> _ACTIVITY 1_: From the excerpt on LGBT civil rights in Michigan, list everything it says gathering evidence and data collection can help end. Use the text's own wording.
> _ACTIVITY 2_: Using the excerpt on LGBT civil rights in Michigan, decide whether each statement agrees with it: (a) The Michigan Civil Rights Commission approved its statement on Monday, May 21. (b) NCTE was established in 2010. (c) Keisling said the federal government is generally the one that has to do the quantifying. Answer yes or no for each and quote the words that settle it.
> _ACTIVITY 3_: Proceed with the excerpt on LGBT civil rights in Michigan, picking up after its final sentence.

━━━━━ TEXT EXCERPT ━━━━━

Here in Michigan specifically, Keisling said members of the LGBT community are going to have to step up and file complaints with the Michigan Civil Rights Commission following their decision on Monday, May 21 to approve a statement legally interpreting the Elliott-Larsen Civil Rights Act’s ban on “discrimination because of … sex” to include discrimination against sexual orientation or gender identity.
“And understand that might make them visible in ways they are uncomfortable with, but if we don’t use these tools we’ve all created, they will be taken from us,” she said. “If we do use them, we’ll be able to leverage that for more good and getting more things done. The more folks who bring legitimate cases forward, the more evidence there is for the need to pass the Elliott-Larsen Civil Rights Act.”
And gathering evidence and data collection will help not just with passing the ELCRA, but it can help with ending things like racism, misogyny, poverty, job and health care discrimination, and violence toward trans people – which NCTE has been dedicated to doing since it was established in 2003.
” … We very much call out violence when it happens, and that’s of little consequence to the victims – we fully understand that – but we have to keep showing that it’s a real problem, a significant problem, and a fixable problem,” said Keisling. “So quantifying it is very important. Insisting that the federal government do data collection better than they’ve been doing. They will try to weasel out of things if you can’t document that there’s a quantitative problem. And generally the federal government is the one who has to do the quantifying so forcing the government or advocating for the government to do good data collection is incredibly important.”
This will protect the LGBT community, she said, from the Trump administration, which is “attacking trans people in every way that they can.”

━━━━━ SUPPLIED MATERIAL ━━━━━

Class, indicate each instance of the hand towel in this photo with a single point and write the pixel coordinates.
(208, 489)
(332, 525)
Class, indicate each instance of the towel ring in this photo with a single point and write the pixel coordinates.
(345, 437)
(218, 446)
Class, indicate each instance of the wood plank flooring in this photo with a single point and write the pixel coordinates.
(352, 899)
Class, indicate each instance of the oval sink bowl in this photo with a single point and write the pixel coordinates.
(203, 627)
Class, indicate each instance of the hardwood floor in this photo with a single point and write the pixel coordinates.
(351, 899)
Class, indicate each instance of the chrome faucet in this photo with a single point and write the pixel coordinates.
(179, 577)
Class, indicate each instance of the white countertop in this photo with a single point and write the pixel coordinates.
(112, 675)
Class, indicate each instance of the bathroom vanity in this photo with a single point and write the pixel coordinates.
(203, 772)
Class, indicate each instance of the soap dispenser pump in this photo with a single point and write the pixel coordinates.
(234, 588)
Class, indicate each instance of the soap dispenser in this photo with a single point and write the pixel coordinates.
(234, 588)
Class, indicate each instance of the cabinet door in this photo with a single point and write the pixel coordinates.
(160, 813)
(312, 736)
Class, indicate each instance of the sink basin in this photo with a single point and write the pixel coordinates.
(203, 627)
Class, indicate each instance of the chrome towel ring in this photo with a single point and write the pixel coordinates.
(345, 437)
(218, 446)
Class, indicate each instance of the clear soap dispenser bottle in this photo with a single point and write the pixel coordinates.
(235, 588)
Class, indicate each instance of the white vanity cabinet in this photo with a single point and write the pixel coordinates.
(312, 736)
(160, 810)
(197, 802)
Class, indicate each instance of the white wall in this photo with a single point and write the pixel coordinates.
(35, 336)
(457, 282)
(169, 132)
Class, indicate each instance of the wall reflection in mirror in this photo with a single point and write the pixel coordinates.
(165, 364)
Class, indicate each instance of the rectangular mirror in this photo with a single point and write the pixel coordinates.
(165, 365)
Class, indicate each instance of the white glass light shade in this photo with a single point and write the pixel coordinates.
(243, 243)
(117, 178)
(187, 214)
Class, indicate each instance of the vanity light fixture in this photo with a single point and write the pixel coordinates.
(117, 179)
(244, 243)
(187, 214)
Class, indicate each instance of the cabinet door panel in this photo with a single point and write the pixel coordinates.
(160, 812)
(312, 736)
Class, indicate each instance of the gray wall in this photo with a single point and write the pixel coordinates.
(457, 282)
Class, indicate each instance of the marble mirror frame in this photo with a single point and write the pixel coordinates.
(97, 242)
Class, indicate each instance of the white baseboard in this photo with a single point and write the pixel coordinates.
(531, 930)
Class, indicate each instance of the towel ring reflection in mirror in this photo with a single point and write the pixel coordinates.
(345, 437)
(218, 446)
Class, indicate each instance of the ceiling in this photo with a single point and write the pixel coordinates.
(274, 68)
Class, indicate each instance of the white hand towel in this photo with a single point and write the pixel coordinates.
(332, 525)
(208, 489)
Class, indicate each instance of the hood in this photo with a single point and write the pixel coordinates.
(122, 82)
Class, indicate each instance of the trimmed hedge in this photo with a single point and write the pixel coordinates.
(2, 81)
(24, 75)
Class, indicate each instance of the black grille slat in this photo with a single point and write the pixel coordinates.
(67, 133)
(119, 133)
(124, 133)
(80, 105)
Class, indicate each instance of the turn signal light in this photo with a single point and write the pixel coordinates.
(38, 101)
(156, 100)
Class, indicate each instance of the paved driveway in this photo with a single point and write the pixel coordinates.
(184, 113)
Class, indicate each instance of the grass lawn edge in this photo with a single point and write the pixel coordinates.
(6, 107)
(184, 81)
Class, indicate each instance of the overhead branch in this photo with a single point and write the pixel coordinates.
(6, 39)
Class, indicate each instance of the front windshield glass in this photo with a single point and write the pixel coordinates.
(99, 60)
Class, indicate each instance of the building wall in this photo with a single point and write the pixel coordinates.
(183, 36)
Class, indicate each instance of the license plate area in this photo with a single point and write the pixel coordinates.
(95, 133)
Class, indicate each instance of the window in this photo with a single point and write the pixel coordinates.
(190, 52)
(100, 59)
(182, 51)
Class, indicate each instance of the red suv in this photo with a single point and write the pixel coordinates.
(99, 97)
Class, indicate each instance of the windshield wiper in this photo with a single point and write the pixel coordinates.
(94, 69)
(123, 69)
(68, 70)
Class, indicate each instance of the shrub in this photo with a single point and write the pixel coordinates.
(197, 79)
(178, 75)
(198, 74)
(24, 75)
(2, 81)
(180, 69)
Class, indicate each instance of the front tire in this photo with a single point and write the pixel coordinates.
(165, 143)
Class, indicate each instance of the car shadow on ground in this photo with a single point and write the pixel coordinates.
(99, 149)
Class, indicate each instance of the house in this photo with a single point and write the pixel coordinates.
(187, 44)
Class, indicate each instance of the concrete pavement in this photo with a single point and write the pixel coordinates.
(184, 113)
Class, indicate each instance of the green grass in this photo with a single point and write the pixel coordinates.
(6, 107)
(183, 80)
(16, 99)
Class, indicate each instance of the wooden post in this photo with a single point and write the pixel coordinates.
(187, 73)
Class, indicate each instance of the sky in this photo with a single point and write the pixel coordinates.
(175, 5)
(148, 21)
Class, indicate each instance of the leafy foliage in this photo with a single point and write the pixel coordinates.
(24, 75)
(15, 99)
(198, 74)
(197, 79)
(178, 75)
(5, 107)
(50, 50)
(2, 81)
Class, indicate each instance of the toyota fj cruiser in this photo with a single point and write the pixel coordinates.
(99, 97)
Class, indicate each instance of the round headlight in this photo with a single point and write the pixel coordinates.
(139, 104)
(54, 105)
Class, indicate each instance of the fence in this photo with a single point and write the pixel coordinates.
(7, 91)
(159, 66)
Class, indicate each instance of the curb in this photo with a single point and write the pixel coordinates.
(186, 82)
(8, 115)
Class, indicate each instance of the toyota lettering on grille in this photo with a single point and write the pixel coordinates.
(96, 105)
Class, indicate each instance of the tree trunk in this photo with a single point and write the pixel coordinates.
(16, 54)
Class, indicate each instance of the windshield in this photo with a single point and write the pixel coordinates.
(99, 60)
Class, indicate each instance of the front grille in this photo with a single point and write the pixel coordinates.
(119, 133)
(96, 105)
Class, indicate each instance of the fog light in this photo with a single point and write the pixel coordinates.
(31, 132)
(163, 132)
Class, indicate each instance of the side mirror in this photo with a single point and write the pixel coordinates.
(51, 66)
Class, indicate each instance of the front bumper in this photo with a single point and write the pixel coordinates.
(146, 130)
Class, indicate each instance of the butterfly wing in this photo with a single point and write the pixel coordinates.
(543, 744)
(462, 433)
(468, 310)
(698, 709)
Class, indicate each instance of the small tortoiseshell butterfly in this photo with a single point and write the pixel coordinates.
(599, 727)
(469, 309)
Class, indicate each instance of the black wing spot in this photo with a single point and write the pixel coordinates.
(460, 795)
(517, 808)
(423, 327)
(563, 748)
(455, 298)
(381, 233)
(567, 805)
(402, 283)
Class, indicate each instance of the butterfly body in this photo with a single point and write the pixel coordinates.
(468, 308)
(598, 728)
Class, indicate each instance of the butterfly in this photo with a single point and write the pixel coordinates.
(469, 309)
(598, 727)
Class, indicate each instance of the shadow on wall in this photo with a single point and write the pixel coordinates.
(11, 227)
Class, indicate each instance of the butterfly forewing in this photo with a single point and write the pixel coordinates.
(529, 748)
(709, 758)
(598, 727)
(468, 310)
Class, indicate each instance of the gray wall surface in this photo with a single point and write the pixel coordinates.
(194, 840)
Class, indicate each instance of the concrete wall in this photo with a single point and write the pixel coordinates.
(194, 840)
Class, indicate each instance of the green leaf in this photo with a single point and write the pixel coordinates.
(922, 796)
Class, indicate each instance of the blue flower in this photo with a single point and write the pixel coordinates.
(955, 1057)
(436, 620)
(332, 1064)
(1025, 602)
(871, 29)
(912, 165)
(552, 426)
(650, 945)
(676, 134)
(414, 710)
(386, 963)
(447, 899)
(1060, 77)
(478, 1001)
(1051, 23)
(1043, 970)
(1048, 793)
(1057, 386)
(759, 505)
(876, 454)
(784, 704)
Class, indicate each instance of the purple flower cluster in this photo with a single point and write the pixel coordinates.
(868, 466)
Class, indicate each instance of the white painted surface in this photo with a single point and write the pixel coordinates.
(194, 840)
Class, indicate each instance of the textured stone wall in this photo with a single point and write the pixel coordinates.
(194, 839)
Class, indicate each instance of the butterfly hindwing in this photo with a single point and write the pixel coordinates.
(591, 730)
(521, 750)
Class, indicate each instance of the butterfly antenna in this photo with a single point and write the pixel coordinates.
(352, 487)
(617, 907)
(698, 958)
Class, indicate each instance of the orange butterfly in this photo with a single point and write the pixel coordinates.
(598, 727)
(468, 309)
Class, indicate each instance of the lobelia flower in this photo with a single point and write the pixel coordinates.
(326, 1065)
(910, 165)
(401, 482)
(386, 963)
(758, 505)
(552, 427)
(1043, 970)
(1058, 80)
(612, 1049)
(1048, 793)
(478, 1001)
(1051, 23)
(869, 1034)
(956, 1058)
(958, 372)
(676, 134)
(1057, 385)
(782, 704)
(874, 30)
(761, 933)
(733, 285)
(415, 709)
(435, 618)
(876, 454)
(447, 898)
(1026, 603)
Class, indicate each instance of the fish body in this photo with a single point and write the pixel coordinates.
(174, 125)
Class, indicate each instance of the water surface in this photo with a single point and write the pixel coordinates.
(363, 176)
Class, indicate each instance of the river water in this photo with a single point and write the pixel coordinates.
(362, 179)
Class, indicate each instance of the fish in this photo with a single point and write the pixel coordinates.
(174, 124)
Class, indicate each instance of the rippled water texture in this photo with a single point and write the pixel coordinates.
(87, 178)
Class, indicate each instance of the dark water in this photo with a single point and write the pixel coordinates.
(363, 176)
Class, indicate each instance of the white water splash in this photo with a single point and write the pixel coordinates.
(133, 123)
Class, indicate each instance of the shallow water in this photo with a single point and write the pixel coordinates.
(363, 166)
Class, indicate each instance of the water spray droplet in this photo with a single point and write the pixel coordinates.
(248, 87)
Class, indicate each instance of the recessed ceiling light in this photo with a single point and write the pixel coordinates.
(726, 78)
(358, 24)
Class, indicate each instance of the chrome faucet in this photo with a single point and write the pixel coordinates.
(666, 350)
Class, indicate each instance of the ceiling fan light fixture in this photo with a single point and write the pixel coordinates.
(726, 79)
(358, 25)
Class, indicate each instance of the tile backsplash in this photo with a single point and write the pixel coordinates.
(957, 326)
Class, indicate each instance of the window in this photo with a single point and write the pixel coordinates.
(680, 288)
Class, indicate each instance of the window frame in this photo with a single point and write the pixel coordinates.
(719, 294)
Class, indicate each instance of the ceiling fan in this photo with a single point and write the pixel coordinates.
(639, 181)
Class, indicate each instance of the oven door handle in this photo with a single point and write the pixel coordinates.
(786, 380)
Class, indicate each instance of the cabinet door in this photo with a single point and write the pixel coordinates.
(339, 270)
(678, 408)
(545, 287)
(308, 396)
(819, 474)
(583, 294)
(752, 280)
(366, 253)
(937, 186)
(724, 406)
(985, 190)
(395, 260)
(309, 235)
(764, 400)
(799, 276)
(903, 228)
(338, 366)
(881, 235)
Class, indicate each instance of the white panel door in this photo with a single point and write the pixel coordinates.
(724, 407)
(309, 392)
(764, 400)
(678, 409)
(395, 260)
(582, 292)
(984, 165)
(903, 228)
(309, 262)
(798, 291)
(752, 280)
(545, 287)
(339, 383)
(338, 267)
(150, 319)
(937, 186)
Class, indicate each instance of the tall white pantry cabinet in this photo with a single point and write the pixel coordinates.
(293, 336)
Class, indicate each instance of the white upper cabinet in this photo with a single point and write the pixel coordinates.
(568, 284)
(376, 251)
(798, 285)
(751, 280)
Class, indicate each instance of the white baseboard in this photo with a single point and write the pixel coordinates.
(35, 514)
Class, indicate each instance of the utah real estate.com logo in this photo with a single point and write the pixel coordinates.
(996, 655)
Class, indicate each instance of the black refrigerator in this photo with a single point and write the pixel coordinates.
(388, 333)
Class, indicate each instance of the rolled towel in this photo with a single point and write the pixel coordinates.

━━━━━

> _WRITTEN REPLY 1_: racism; misogyny; poverty; job and health care discrimination; violence toward trans people

> _WRITTEN REPLY 2_:
(a) Yes: "following their decision on Monday, May 21 to approve a statement"
(b) No: "since it was established in 2003"
(c) Yes: "generally the federal government is the one who has to do the quantifying"

> _WRITTEN REPLY 3_:
In just 16 months, the Trump administration has withdrawn federal guidance protecting transgender schoolchildren, employees, and homeless people. It has attempted to outlaw transgender military service, and has argued that the Affordable Care Act does not prohibit doctors and hospitals from turning away transgender patients, or insurance companies from refusing to cover gender-related treatment. This month, trans people were targeted again in the Bureau of Prisons with the rolling back of Obama-era policy allowing transgender prisoners to be placed in accordance with their gender identity. New guidelines say that prisons “will use biological sex as the initial determination” and that an inmate’s own gender identity will only be recognized for housing “in rare cases.”
“We think they will come after gay people with the same ferociousness soon,” said Keisling, who encourages members of the community to pay attention to the Masterpiece Cakeshop, Ltd. v. Colorado Civil Rights Commission case, which may be decided upon in June and will greatly affect the LGBT community and other social justice movements.
“Freedom of religion is extremely important in the United States, but religious freedom should be used as a shield, not a sword, and they are using it as a sword,” she said.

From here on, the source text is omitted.